- **Source passage**:

## Start

Readers’ Discretion Thoroughly Advised.

So you have a college education from the North. You’re no longer Christian – hell you don’t even believe in God – and you think that prayer is for the faint-hearted. You’ve dined with the pretty and the handsome – the bold and the beautiful – and have wholeheartedly embraced the liberal rhetoric – the why this’ and the why that’s. You’ve pretty much jumped ship, perhaps, right unto that bandwagon that seem to preach that racism ended in 66’. Well, good for you.

You don’t think a big black man dressing up as a big black grandma is funny. Nor that, she teaches you any good lessons. Why? Because you took a couple of classes in film – hell you even went to film school – and you learned all about black film aesthetics, the mammy, and all that. Your professor also probably told you that Sweet Sweetback’s Badasssss Song (how many sssss?) was a great movie and thence you learned about Blaxploitation and all that history about the LA Rebellion Black Film movement. Well, isn’t that great?

But what has all that got to do with Mister Tyler Perry? You follow the news, you read everything about Mister Spike Lee (great filmmaker by the way) but you follow Tyler Perry even more fervently. Why? You don’t like his so-called coonery and buffoonery.

You’ll pay to watch Killer Of Sheep in the theaters and you will die to have Miracle At Saint Anna make shit loads of money at the box office. You look forward to the day that Precious can hold its own without Oprah and Tyler Perry. And lest I forget, you’d probably be Jumping The Broom ahead of yourself before ever getting Married Too.

## End

- **Collected data**:

## Start

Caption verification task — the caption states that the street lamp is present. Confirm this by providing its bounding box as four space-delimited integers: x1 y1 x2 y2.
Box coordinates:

## End

- **What this task involves**: Reproduce the part of the Tyler Perry piece that starts with the words "Readers’ Discretion Thoroughly" and ends with "good for you.", swapping "liberal rhetoric" for "progressive rhetoric". The listing has nothing to do with the text.

- **Answer to the task**:
Readers’ Discretion Thoroughly Advised.

So you have a college education from the North. You’re no longer Christian – hell you don’t even believe in God – and you think that prayer is for the faint-hearted. You’ve dined with the pretty and the handsome – the bold and the beautiful – and have wholeheartedly embraced the progressive rhetoric – the why this’ and the why that’s. You’ve pretty much jumped ship, perhaps, right unto that bandwagon that seem to preach that racism ended in 66’. Well, good for you.